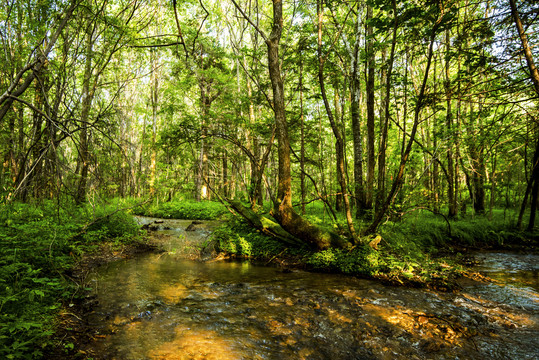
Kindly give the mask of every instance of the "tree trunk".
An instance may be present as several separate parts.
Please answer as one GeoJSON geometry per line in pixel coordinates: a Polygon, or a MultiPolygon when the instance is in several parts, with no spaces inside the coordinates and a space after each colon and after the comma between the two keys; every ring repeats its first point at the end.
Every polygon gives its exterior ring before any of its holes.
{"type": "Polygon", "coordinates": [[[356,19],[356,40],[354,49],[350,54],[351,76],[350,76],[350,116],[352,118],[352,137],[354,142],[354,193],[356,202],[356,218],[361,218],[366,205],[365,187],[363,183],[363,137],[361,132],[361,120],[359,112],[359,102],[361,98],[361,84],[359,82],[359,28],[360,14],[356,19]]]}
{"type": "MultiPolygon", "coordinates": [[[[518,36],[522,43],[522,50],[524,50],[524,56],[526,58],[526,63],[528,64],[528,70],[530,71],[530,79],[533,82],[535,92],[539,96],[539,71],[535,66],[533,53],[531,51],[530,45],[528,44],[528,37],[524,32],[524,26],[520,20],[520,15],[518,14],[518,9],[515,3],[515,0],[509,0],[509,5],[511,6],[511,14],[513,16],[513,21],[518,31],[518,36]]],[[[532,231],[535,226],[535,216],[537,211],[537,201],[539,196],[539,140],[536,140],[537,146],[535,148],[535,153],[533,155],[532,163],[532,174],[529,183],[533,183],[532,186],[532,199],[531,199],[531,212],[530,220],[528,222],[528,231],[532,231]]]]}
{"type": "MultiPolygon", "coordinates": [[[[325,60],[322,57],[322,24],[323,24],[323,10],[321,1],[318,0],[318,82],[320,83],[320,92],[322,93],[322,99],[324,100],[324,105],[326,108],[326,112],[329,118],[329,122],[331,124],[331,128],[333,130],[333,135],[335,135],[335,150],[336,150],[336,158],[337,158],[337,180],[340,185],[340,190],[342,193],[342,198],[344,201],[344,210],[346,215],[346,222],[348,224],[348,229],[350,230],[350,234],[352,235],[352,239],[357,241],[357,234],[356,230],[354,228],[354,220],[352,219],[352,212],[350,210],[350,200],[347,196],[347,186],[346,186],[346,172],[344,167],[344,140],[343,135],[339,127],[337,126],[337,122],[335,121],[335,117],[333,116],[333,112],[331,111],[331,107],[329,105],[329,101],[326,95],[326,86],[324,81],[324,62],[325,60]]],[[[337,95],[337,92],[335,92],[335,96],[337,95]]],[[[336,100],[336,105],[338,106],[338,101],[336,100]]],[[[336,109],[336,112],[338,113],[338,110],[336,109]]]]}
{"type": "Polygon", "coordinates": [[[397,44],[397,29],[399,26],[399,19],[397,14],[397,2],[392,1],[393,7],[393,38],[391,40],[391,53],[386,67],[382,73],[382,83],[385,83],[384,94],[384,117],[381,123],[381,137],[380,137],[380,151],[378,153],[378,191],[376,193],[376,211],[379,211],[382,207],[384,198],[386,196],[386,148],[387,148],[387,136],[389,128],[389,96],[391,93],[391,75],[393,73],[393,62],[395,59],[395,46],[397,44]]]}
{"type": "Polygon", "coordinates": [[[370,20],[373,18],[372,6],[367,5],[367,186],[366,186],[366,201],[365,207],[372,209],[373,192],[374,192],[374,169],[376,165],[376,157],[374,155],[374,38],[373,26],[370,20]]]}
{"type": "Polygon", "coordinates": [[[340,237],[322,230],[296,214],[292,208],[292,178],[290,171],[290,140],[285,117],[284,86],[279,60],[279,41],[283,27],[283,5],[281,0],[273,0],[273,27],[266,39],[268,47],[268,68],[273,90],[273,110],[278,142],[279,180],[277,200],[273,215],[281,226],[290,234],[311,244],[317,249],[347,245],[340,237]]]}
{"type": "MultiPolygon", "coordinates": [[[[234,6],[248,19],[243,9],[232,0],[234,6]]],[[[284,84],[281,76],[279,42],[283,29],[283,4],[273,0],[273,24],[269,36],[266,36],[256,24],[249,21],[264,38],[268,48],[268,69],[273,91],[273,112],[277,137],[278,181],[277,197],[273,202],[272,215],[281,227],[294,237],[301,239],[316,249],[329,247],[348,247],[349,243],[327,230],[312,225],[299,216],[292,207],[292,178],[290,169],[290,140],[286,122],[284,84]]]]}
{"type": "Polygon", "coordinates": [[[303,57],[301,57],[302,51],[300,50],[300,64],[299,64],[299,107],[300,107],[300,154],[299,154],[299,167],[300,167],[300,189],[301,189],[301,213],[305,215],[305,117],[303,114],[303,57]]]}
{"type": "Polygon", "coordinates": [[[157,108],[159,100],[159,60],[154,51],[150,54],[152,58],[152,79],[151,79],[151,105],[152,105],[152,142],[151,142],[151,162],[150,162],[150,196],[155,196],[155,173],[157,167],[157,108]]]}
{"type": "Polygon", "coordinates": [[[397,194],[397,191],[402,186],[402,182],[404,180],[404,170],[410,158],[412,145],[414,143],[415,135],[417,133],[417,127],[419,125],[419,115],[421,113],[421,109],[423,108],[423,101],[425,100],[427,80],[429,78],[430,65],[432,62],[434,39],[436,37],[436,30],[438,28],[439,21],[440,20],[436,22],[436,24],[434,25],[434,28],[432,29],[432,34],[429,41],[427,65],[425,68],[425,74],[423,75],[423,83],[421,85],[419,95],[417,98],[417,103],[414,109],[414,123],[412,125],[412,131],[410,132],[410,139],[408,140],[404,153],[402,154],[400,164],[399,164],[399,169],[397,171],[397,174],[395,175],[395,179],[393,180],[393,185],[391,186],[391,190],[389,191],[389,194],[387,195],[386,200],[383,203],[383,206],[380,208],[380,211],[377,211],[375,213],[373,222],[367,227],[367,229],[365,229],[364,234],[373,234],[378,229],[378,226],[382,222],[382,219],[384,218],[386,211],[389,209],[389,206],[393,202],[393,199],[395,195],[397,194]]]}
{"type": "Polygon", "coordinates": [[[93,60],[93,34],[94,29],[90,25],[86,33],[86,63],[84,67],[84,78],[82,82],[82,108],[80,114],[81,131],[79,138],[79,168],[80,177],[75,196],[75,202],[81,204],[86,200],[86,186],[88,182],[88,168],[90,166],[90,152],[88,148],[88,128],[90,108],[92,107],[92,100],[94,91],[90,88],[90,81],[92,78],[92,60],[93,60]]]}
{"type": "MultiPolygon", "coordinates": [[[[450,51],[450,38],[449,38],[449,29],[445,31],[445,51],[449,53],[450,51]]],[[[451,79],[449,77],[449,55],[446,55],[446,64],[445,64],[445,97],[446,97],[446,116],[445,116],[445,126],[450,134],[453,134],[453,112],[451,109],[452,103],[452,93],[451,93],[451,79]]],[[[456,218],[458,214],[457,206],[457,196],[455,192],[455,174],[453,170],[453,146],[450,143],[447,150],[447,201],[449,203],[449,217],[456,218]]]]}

_ _ _

-- EXERCISE REQUIREMENTS --
When a line carries an image, skip the image and repeat everything else above exactly as written.

-- TASK RESPONSE --
Kindly give the mask of every instance of the "tree trunk".
An instance may be present as several separate parts.
Please answer as one GeoJSON geometry per line in pixel coordinates: a Polygon, or a MultiPolygon when the instance is in several parts, with no spaces inside the coordinates and a space after each colon and after the comma between the two keys; every ring repeats its first point at the end.
Every polygon gives its exterior ring before any of its holes.
{"type": "Polygon", "coordinates": [[[356,19],[356,40],[354,49],[350,54],[351,76],[350,76],[350,116],[352,118],[352,137],[354,142],[354,193],[356,202],[356,218],[361,218],[366,205],[365,187],[363,183],[363,137],[361,132],[361,120],[359,112],[359,102],[361,98],[361,84],[359,82],[359,28],[360,14],[356,19]]]}
{"type": "MultiPolygon", "coordinates": [[[[518,36],[522,43],[522,50],[524,50],[524,56],[526,58],[526,63],[528,64],[528,70],[530,71],[530,79],[533,82],[535,92],[539,96],[539,71],[535,66],[533,53],[531,51],[530,45],[528,44],[528,37],[524,32],[524,26],[520,20],[520,15],[518,14],[518,9],[515,3],[515,0],[509,0],[509,5],[511,6],[511,14],[513,16],[513,21],[518,31],[518,36]]],[[[532,231],[535,226],[535,216],[537,211],[537,201],[539,196],[539,140],[536,140],[537,146],[535,148],[535,153],[533,155],[532,163],[532,174],[529,183],[533,183],[532,186],[532,199],[531,199],[531,212],[530,220],[528,222],[528,231],[532,231]]]]}
{"type": "MultiPolygon", "coordinates": [[[[325,60],[322,57],[322,24],[323,24],[323,10],[321,1],[318,0],[318,82],[320,83],[320,92],[322,93],[322,99],[324,100],[324,105],[326,108],[326,112],[329,118],[329,122],[331,124],[331,128],[333,130],[333,135],[335,135],[335,150],[336,150],[336,158],[337,158],[337,180],[340,185],[340,190],[342,193],[342,198],[344,201],[344,210],[346,215],[346,222],[348,224],[348,229],[350,230],[350,234],[352,235],[352,239],[357,241],[357,234],[356,230],[354,228],[354,220],[352,219],[352,212],[350,210],[350,200],[347,196],[347,186],[346,186],[346,172],[344,167],[344,140],[343,135],[339,127],[337,126],[337,122],[335,121],[335,117],[333,116],[333,112],[331,111],[331,107],[329,105],[329,101],[326,95],[326,86],[324,81],[324,62],[325,60]]],[[[337,95],[337,92],[335,92],[335,96],[337,95]]],[[[336,100],[336,105],[338,106],[338,101],[336,100]]],[[[336,109],[336,112],[338,113],[338,110],[336,109]]]]}
{"type": "Polygon", "coordinates": [[[397,44],[397,29],[399,26],[399,19],[397,14],[397,2],[392,1],[393,7],[393,38],[391,40],[391,53],[386,67],[382,73],[382,83],[385,83],[384,94],[384,117],[381,123],[381,137],[380,137],[380,151],[378,153],[378,191],[376,193],[376,211],[379,211],[382,207],[384,198],[386,196],[386,148],[387,148],[387,136],[389,128],[389,96],[391,93],[391,75],[393,73],[393,62],[395,59],[395,46],[397,44]]]}
{"type": "Polygon", "coordinates": [[[370,20],[373,18],[372,6],[367,5],[367,186],[366,186],[366,201],[365,207],[372,209],[373,192],[374,192],[374,169],[376,165],[376,157],[374,155],[374,38],[373,26],[370,20]]]}
{"type": "Polygon", "coordinates": [[[340,237],[322,230],[296,214],[292,208],[292,178],[290,171],[290,140],[285,117],[284,86],[279,60],[279,41],[283,27],[283,5],[281,0],[273,0],[273,27],[266,39],[268,47],[268,68],[273,90],[273,110],[278,142],[279,180],[277,200],[273,215],[281,226],[290,234],[311,244],[317,249],[347,245],[340,237]]]}
{"type": "MultiPolygon", "coordinates": [[[[234,6],[248,19],[243,9],[232,0],[234,6]]],[[[284,84],[281,76],[279,42],[283,29],[283,4],[273,0],[273,24],[269,36],[266,36],[256,24],[249,21],[264,38],[268,48],[268,69],[273,91],[273,112],[277,137],[278,181],[277,197],[273,202],[272,215],[281,227],[294,237],[301,239],[316,249],[329,247],[348,247],[349,243],[327,230],[312,225],[299,216],[292,207],[292,178],[290,169],[290,140],[286,122],[284,84]]]]}
{"type": "Polygon", "coordinates": [[[303,57],[301,57],[302,51],[300,50],[300,64],[299,64],[299,107],[300,107],[300,154],[299,154],[299,167],[300,167],[300,189],[301,189],[301,213],[305,215],[305,117],[303,114],[303,57]]]}
{"type": "Polygon", "coordinates": [[[157,108],[159,100],[159,60],[154,51],[150,54],[152,58],[152,79],[151,79],[151,105],[152,105],[152,142],[151,142],[151,162],[150,162],[150,196],[155,196],[155,173],[157,167],[157,108]]]}
{"type": "Polygon", "coordinates": [[[397,194],[397,191],[402,186],[402,182],[404,180],[404,170],[410,158],[412,145],[414,143],[415,135],[417,133],[417,127],[419,125],[419,115],[421,113],[421,109],[423,108],[423,101],[425,100],[427,80],[429,78],[430,65],[432,62],[434,39],[436,37],[436,30],[438,28],[439,21],[440,20],[436,22],[436,24],[434,25],[434,28],[432,29],[432,34],[429,41],[427,65],[425,68],[425,74],[423,75],[423,83],[421,85],[419,95],[417,98],[417,103],[414,109],[414,123],[412,125],[412,131],[410,132],[410,139],[408,140],[404,153],[402,154],[400,164],[399,164],[399,169],[397,171],[397,174],[395,175],[395,179],[393,180],[393,185],[391,186],[391,190],[389,191],[389,194],[387,195],[386,200],[383,203],[383,206],[380,208],[380,211],[377,211],[375,213],[373,222],[367,227],[367,229],[365,229],[364,234],[373,234],[378,229],[378,226],[382,222],[382,219],[384,218],[386,211],[389,209],[389,206],[393,202],[393,199],[395,195],[397,194]]]}
{"type": "Polygon", "coordinates": [[[93,60],[93,34],[94,29],[90,25],[86,33],[86,63],[84,67],[84,78],[82,82],[82,108],[80,114],[81,131],[79,138],[79,168],[80,177],[75,196],[75,202],[81,204],[86,200],[86,186],[88,182],[88,168],[90,166],[90,152],[88,148],[88,128],[90,108],[92,107],[92,100],[94,91],[90,88],[90,81],[92,78],[92,60],[93,60]]]}
{"type": "MultiPolygon", "coordinates": [[[[450,51],[450,38],[449,38],[449,29],[445,31],[445,51],[449,53],[450,51]]],[[[451,79],[449,77],[449,55],[446,55],[446,64],[445,64],[445,97],[446,97],[446,116],[445,116],[445,126],[450,134],[453,134],[453,112],[451,109],[452,103],[452,93],[451,93],[451,79]]],[[[456,218],[458,214],[457,206],[457,196],[455,192],[455,174],[453,170],[453,146],[450,143],[447,150],[447,201],[449,203],[449,217],[456,218]]]]}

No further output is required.